Your goal
Rewrite the material below, replacing each occurrence of "Annotation task" with "Labeling job" and leaving everything else unchanged.

:: Dataset rows

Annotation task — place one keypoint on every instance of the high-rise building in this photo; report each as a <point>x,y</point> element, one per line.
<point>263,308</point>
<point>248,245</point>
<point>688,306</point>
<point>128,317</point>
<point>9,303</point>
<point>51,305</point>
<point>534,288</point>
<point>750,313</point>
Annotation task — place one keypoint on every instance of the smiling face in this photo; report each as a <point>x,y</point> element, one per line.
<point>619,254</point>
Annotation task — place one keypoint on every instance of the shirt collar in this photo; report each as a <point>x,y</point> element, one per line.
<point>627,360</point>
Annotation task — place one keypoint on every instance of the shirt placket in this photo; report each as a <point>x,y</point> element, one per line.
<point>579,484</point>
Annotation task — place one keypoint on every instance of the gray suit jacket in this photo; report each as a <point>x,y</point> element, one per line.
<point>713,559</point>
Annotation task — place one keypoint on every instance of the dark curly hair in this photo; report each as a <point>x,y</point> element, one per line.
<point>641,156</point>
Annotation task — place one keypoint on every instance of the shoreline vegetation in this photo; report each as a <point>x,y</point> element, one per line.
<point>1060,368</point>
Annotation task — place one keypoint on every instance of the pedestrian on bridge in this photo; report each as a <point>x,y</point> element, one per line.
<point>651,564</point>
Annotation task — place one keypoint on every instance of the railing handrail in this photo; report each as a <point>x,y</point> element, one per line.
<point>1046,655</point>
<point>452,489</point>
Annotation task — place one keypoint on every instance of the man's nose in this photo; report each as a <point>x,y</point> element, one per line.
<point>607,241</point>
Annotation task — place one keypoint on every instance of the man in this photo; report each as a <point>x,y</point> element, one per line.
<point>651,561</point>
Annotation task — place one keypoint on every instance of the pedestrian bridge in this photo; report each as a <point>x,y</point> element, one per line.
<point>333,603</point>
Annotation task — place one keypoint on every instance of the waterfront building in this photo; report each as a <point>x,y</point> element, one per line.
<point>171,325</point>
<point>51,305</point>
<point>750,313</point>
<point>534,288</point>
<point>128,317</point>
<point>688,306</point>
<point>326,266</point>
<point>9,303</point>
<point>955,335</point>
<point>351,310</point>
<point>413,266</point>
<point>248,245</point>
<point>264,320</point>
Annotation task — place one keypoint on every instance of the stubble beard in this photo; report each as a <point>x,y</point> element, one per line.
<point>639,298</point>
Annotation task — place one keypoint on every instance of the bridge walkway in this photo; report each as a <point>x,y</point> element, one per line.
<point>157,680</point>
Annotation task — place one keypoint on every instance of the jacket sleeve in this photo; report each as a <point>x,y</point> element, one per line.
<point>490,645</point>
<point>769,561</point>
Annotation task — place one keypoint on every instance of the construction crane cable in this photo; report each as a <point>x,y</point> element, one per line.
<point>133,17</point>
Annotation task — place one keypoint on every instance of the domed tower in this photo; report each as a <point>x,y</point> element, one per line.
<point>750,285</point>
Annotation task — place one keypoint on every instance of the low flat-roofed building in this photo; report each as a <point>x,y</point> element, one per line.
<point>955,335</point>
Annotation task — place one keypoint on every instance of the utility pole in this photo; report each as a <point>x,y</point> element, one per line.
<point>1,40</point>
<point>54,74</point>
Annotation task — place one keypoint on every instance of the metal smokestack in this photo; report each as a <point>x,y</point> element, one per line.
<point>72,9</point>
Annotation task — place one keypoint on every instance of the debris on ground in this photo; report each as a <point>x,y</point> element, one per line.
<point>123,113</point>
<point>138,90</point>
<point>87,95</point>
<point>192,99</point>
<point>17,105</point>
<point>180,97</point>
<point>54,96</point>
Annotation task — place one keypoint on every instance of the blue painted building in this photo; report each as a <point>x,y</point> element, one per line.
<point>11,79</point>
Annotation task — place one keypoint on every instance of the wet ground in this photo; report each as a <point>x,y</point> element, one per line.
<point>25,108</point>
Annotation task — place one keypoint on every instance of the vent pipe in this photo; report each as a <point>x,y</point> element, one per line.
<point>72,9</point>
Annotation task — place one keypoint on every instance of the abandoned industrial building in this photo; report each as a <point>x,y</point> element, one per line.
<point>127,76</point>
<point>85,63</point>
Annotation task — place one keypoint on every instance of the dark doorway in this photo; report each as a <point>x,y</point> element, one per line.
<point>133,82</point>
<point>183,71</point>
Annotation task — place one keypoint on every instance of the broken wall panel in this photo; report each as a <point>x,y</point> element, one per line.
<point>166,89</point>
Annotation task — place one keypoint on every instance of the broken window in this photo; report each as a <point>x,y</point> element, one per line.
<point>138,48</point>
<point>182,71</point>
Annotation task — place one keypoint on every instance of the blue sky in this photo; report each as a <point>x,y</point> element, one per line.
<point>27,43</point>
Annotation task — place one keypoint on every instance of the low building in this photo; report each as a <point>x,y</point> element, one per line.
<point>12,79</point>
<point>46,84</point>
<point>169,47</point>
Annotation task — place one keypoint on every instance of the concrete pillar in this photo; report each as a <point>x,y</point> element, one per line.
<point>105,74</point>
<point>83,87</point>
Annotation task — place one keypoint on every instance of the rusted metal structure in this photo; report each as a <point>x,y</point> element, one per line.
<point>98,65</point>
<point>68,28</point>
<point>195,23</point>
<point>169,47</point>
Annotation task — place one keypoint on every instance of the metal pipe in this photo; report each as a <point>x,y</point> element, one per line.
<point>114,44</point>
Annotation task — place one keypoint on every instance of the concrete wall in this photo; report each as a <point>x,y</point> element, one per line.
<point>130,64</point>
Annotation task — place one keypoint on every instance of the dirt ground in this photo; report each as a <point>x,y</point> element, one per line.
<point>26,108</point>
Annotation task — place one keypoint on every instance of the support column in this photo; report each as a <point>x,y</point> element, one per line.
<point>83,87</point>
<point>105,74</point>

::::

Written solution
Labeling job — place one keypoint on every instance of the high-rise building in this photo; report each as a <point>x,y</point> element, one per line.
<point>263,308</point>
<point>248,245</point>
<point>688,306</point>
<point>128,317</point>
<point>9,303</point>
<point>51,305</point>
<point>534,288</point>
<point>750,313</point>
Labeling job — place one keypoint on every instance of the smiling face in this photo; report each as a <point>x,y</point> element, one per line.
<point>619,254</point>
Labeling job — place one keypoint on every instance of the shirt collar in this photo; report each as a <point>x,y</point> element, one per line.
<point>627,360</point>
Labeling job — place one keypoint on every instance of the shirt placket in this photo; report each as a <point>x,y</point> element, one per line.
<point>579,484</point>
Labeling job — place one keypoint on every instance of the gray suit jacket in this photo; report each as a <point>x,y</point> element, one per line.
<point>713,559</point>
Labeling job — place one keypoint on every instance of the dark curly hair in this photo; report each as a <point>x,y</point> element, one per line.
<point>641,156</point>
Labeling job — place one keypoint on every instance of the shoreline vegetation in this photo; report each as a <point>x,y</point> element, one per line.
<point>1060,368</point>
Labeling job — place one keypoint on every instance of the pedestrian on bridge in this photo; report each as a <point>x,y</point> element, one per line.
<point>651,564</point>
Labeling job — place one keypoint on every instance of the railing handrail in this photo; report each as a <point>x,y</point> element, one per line.
<point>1046,655</point>
<point>452,489</point>
Labeling job — place one keypoint on every instance of the man's nose in this photo; report each as a <point>x,y</point> element, one per line.
<point>607,241</point>
Labeling job — place one keypoint on every instance of the man in this photo; report each as a <point>x,y</point> element, one per line.
<point>651,561</point>
Labeling job — place one keypoint on every instance of the pedestrian bridge in this photo; report each as a <point>x,y</point> element, one per line.
<point>333,603</point>
Labeling job — place one keypoint on every instance of the waterfront building in this photo; report each as a <point>x,y</point> element, one per line.
<point>171,325</point>
<point>51,305</point>
<point>750,313</point>
<point>534,288</point>
<point>128,317</point>
<point>688,306</point>
<point>326,266</point>
<point>9,303</point>
<point>955,335</point>
<point>351,310</point>
<point>413,266</point>
<point>248,245</point>
<point>264,320</point>
Labeling job — place one keypoint on every instance of the stubble beard in this photo; report each as a <point>x,y</point> element, one per line.
<point>639,298</point>
Labeling job — place one keypoint on every instance of the bridge walkway in this photo; report each as a <point>x,y</point> element, one per line.
<point>157,680</point>
Labeling job — place one keypoint on every instance of the jacket sleeve in this photo; report each as a <point>x,y</point> element, one per line.
<point>490,645</point>
<point>769,561</point>
Labeling job — place one keypoint on every instance of the construction crane cable in this photo; report each as a <point>x,y</point> element, one per line.
<point>133,17</point>
Labeling job — place one keypoint on every instance of the domed tower in this photo; report each as a <point>x,y</point> element, one per line.
<point>750,285</point>
Labeling job — place one keypoint on every instance of the low flat-roofed building in this photo; report each as a <point>x,y</point> element, one per line.
<point>955,335</point>
Labeling job — place one keypoint on every instance of the utility pole in this photo; report each as a <point>x,y</point> element, one per line.
<point>1,40</point>
<point>54,74</point>
Labeling job — place one keypoint on every instance of the metal smokestack in this photo; report each as a <point>x,y</point> element, one per line.
<point>72,9</point>
Labeling job — place one keypoint on every instance of the debris on ground in this photo; report each as a <point>x,y</point> element, one per line.
<point>123,113</point>
<point>138,90</point>
<point>87,95</point>
<point>192,99</point>
<point>17,105</point>
<point>180,97</point>
<point>54,96</point>
Labeling job — place one keypoint on every instance of the blue painted building in this photo; report each as a <point>x,y</point> element, one per line.
<point>11,79</point>
Labeling job — place one keypoint on every instance of the wet ground in this photo; report each as a <point>x,y</point> element, one per line.
<point>25,108</point>
Labeling job — place one keypoint on every instance of the vent pipe in this photo; report each as a <point>x,y</point> element, one per line.
<point>72,9</point>
Labeling job — place one keypoint on every instance of the abandoned industrial building in this photo; report each as a <point>x,y</point> element, one per line.
<point>127,76</point>
<point>85,63</point>
Labeling job — place one keypoint on every instance of the dark doorway in this photo; report each as a <point>x,y</point> element, one per line.
<point>133,82</point>
<point>183,71</point>
Labeling job — place one keypoint on every instance of the broken wall panel in this photo; report each as a <point>x,y</point> element, one per line.
<point>166,89</point>
Labeling job — place one keypoint on every instance of the broken window in this photo; report each as a <point>x,y</point> element, one per line.
<point>138,48</point>
<point>182,71</point>
Labeling job — place one keypoint on every instance of the blue sky in this photo; report each as a <point>x,y</point> element, one per line.
<point>27,43</point>
Labeling job — place one keypoint on every instance of the low building in this photo; report each as a <point>x,y</point> element, one per line.
<point>12,79</point>
<point>46,84</point>
<point>169,47</point>
Labeling job — place one keypoint on every instance of the concrete pillar in this photo; report each as a <point>x,y</point> element, one per line.
<point>105,74</point>
<point>83,87</point>
Labeling job — place one keypoint on every instance of the rusted metal structure in this photo; report each as a <point>x,y</point> element, one per line.
<point>98,65</point>
<point>68,28</point>
<point>195,23</point>
<point>169,47</point>
Labeling job — place one keypoint on every instance of the metal pipe in this photo; report each as a <point>x,y</point> element, one per line.
<point>114,44</point>
Labeling job — place one keypoint on every instance of the concrete wall in this photo; report each as a <point>x,y</point> element, one per line.
<point>130,64</point>
Labeling job — place one keypoint on every instance of the dirt ground in this photo; report each as a <point>x,y</point> element, one per line.
<point>26,108</point>
Labeling job — place one keypoint on every instance of the support column in this photo; report each as a <point>x,y</point> element, one per line.
<point>83,87</point>
<point>105,74</point>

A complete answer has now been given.